Reproduce all the records below word for word, leaving out the pictures.

Excerpts from point annotation data
● ● ● ●
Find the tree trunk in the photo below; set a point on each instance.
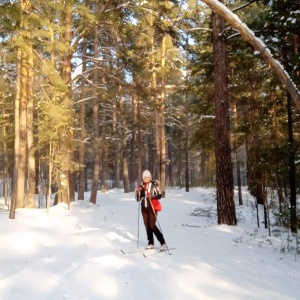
(237, 159)
(124, 142)
(224, 176)
(96, 169)
(81, 159)
(30, 135)
(117, 147)
(14, 194)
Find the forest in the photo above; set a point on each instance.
(94, 92)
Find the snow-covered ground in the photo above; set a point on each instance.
(76, 254)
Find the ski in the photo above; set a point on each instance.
(132, 251)
(157, 251)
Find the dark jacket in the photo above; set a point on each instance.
(154, 191)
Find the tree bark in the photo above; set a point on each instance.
(96, 168)
(224, 176)
(81, 159)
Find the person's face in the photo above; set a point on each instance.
(147, 179)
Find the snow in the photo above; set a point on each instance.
(76, 254)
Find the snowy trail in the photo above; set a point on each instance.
(76, 254)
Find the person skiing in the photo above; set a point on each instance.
(147, 191)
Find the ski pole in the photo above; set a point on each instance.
(156, 218)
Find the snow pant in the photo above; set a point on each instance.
(149, 220)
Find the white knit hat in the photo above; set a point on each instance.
(146, 173)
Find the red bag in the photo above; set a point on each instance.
(156, 204)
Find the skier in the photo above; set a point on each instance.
(146, 192)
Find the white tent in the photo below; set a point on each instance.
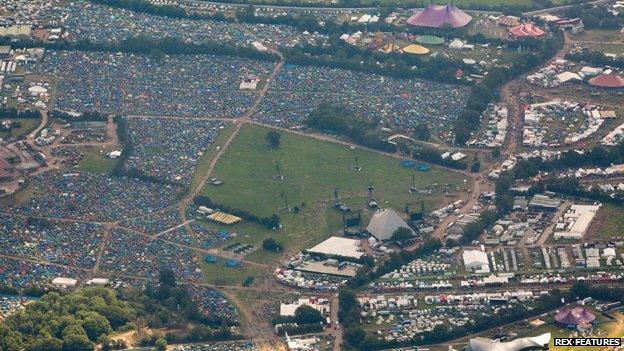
(384, 223)
(483, 344)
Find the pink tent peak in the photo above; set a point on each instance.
(436, 16)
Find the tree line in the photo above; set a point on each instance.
(338, 119)
(541, 50)
(79, 320)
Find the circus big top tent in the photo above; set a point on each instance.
(574, 316)
(436, 16)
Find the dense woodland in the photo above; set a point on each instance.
(79, 320)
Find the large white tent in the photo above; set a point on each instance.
(384, 223)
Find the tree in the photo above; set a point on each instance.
(504, 203)
(167, 277)
(273, 138)
(402, 234)
(161, 344)
(96, 325)
(354, 336)
(476, 164)
(422, 132)
(75, 339)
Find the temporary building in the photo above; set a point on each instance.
(384, 223)
(224, 218)
(436, 16)
(574, 316)
(484, 344)
(430, 40)
(416, 49)
(607, 81)
(566, 77)
(526, 30)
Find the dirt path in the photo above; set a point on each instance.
(44, 122)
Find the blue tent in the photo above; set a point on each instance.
(211, 259)
(423, 167)
(232, 263)
(407, 163)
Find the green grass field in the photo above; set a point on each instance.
(613, 225)
(312, 169)
(204, 160)
(96, 162)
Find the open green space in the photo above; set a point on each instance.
(204, 161)
(95, 161)
(613, 225)
(27, 125)
(312, 169)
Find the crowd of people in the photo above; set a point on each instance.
(154, 223)
(132, 254)
(67, 243)
(181, 85)
(212, 302)
(395, 102)
(96, 23)
(219, 346)
(94, 197)
(284, 36)
(167, 148)
(25, 274)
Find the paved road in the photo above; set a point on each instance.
(44, 122)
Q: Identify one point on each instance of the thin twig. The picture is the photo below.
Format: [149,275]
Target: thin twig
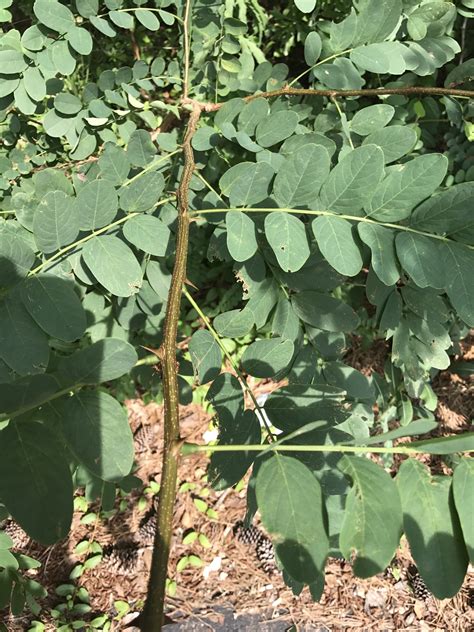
● ● ● ●
#### TASK ANSWER:
Find the tree trunk in the photo below; set a point on each instance.
(237, 159)
(124, 142)
(224, 176)
(96, 169)
(81, 159)
(30, 135)
(117, 147)
(14, 194)
Find the forest in the photo above; set a point on each instance.
(94, 92)
Find the snow-covered ground in the photo above; set a point on each instance.
(76, 254)
Find the ski in the photo above; set a point on each instance.
(132, 251)
(157, 251)
Find the dark jacket in the photo above; set a point on each instance.
(154, 191)
Find the tree bark in the photo above; set a point on each instance.
(96, 168)
(224, 176)
(81, 159)
Find the person's face in the photo above; set a point on each instance.
(147, 179)
Find the snow in the photo above; set a point on each instance.
(76, 254)
Find the snowy trail in the photo above; set a point on each instance.
(76, 254)
Find the person skiing in the photo above; set a point on each instance.
(147, 191)
Find the ski pole in the photo above; set a point on each instance.
(156, 218)
Find the snow pant in the photo above; set a point on each instance.
(149, 220)
Find the white knit hat in the photo above; set a point on each instance.
(146, 173)
Find the red bag in the photo above; set a point on each instance.
(156, 204)
Find the skier in the photo above; set a point on each instance.
(146, 192)
Find the white tent in the photo below; set a point on each instance.
(384, 223)
(483, 344)
Find the pink tent peak in the photo above; set a point on each instance.
(436, 16)
Find the tree line in the photo above; set a point on each instance.
(338, 119)
(541, 50)
(79, 320)
Find the circus big top tent in the photo above; set a point on each instance.
(574, 316)
(436, 16)
Find the dense woodland in the photo above; set a point on each instance.
(79, 320)
Find the large white tent in the photo above; set a point on each instance.
(384, 223)
Find the tree in the photo above; set a point on each instance.
(504, 203)
(167, 277)
(273, 138)
(402, 234)
(161, 344)
(96, 325)
(354, 336)
(476, 164)
(422, 132)
(75, 339)
Find the temporary building in the photo above; set a point on each instance.
(384, 223)
(224, 218)
(436, 16)
(574, 316)
(484, 344)
(430, 40)
(416, 49)
(607, 81)
(566, 77)
(526, 30)
Find the dirt path in the photo above; set a point on each instance.
(44, 122)
Find the blue tent in the photo above; set a point on each instance.
(211, 259)
(423, 167)
(232, 263)
(407, 163)
Find the green grass field in the photo above; set a point on each instance.
(613, 225)
(312, 169)
(204, 160)
(96, 162)
Find the open green space in the photo above; set a point on each instance.
(204, 161)
(95, 161)
(613, 225)
(27, 125)
(312, 169)
Find the crowd of people in the photo above; set a point on each instance.
(154, 223)
(132, 254)
(67, 243)
(181, 85)
(212, 302)
(395, 102)
(96, 23)
(219, 346)
(94, 197)
(284, 36)
(167, 148)
(25, 274)
Find the paved road in the photo above; set a point on each instance.
(44, 122)
Q: Identify one point on each instance of the thin twig. The picture is the photo below.
Format: [149,275]
Target: thin twig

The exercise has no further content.